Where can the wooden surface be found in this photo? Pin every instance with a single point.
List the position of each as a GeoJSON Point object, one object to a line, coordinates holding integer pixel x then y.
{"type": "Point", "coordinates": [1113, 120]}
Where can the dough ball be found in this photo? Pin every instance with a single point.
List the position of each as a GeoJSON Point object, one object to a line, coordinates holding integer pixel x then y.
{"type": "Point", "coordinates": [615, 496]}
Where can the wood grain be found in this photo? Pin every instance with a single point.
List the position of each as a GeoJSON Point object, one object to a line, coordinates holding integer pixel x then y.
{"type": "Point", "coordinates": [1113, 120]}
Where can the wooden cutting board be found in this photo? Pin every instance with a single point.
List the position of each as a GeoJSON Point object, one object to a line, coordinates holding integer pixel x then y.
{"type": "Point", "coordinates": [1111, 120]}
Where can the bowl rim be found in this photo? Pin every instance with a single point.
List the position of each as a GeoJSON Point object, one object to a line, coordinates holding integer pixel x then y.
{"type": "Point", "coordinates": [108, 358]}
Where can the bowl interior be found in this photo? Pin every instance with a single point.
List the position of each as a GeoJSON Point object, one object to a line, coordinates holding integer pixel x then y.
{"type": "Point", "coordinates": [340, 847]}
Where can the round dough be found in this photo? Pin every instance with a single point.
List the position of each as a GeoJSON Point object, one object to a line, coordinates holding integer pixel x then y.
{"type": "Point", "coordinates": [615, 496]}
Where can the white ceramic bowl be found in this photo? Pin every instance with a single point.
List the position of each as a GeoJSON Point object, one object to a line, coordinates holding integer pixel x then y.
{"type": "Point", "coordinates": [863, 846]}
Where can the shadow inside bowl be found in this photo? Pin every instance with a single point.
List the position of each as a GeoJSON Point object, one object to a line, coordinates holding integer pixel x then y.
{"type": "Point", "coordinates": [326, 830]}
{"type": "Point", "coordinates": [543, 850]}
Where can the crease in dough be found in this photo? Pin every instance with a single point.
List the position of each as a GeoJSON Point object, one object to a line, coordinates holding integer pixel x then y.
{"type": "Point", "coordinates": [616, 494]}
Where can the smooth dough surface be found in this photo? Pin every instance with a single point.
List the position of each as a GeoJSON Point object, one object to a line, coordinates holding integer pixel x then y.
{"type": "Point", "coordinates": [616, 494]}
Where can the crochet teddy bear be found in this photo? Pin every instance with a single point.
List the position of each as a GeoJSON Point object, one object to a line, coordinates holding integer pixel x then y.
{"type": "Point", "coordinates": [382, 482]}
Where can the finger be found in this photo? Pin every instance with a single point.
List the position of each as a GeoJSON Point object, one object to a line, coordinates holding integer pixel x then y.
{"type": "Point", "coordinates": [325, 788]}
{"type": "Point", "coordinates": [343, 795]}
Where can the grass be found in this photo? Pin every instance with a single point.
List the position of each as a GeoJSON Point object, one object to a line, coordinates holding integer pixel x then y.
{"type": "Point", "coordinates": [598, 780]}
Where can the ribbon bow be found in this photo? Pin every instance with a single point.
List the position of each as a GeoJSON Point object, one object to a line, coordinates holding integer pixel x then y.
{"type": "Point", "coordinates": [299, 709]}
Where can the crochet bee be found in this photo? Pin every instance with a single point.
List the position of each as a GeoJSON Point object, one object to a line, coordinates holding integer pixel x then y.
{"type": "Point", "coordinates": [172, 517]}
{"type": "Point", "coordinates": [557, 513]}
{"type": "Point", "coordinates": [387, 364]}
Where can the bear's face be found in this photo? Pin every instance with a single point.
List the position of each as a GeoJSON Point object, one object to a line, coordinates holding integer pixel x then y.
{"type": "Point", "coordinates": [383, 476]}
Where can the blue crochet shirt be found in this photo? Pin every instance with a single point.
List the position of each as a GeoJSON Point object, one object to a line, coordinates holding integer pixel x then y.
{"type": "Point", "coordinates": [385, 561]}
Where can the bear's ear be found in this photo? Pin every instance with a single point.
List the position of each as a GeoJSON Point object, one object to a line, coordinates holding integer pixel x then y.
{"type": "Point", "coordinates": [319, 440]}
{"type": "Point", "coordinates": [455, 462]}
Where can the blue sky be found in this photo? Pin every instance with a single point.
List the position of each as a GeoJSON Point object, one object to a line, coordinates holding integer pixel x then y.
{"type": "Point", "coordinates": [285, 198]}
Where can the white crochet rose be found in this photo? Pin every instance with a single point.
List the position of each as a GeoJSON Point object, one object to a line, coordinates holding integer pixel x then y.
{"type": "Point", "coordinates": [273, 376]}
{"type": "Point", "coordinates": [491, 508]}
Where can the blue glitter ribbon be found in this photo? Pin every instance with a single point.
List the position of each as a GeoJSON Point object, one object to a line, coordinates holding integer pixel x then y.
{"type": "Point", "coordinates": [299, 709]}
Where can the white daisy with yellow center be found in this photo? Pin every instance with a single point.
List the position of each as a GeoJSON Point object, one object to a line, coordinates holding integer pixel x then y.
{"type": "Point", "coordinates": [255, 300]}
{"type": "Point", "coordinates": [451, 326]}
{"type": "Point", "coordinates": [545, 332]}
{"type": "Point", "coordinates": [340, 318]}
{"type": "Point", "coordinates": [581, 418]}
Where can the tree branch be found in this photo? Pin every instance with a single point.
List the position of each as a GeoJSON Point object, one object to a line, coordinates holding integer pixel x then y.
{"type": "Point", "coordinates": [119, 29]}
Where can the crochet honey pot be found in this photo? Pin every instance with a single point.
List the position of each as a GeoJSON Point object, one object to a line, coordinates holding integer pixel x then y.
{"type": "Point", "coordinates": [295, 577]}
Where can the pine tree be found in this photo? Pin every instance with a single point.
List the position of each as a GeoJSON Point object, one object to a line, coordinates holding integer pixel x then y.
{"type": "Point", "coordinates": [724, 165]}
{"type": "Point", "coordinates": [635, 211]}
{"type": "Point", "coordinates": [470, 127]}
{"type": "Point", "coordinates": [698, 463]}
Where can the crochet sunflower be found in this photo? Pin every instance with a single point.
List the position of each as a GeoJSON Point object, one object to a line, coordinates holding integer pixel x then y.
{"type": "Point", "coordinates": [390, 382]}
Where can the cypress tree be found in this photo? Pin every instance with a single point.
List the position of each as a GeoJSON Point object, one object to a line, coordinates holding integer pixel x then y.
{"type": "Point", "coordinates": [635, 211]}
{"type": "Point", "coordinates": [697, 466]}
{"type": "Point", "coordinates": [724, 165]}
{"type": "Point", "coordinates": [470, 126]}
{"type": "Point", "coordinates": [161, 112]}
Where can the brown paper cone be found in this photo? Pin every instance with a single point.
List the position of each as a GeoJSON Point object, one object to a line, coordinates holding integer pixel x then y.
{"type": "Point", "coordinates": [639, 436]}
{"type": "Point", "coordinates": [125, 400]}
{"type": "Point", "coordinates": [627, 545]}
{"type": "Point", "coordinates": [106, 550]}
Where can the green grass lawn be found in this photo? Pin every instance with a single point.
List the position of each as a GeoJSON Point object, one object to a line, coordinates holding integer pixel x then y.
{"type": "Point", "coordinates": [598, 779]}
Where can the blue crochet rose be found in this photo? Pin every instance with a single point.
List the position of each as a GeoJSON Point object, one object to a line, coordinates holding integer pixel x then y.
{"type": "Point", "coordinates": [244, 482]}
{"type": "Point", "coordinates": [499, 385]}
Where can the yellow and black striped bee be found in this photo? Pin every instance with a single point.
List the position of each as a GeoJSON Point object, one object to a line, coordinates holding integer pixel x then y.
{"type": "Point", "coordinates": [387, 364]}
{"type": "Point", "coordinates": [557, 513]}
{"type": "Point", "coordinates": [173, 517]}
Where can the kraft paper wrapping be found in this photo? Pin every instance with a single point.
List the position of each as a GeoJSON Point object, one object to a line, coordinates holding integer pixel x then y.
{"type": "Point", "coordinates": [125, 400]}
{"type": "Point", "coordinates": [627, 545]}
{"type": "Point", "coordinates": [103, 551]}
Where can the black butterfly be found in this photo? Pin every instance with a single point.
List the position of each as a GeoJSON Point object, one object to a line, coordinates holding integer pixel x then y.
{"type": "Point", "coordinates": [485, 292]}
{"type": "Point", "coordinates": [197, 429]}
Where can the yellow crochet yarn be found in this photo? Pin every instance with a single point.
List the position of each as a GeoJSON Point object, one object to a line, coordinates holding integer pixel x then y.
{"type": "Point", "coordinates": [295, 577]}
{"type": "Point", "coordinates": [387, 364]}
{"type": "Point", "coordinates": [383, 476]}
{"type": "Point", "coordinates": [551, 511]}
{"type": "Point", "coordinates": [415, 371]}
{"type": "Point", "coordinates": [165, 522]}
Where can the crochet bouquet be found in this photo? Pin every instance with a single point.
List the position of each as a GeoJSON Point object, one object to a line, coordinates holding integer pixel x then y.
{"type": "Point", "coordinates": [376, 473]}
§ §
● Aim of the exercise: Please copy, without any change, the lines of the material from the first through the one containing "Where can the dough". Write nothing else.

● Written solution:
Where can the wooden surface be found in this photo? Pin every instance with a single point.
List the position of each as a GeoJSON Point object, one object to a line, coordinates holding integer pixel x then y.
{"type": "Point", "coordinates": [1113, 120]}
Where can the dough ball be found in this photo? Pin every instance with a single point.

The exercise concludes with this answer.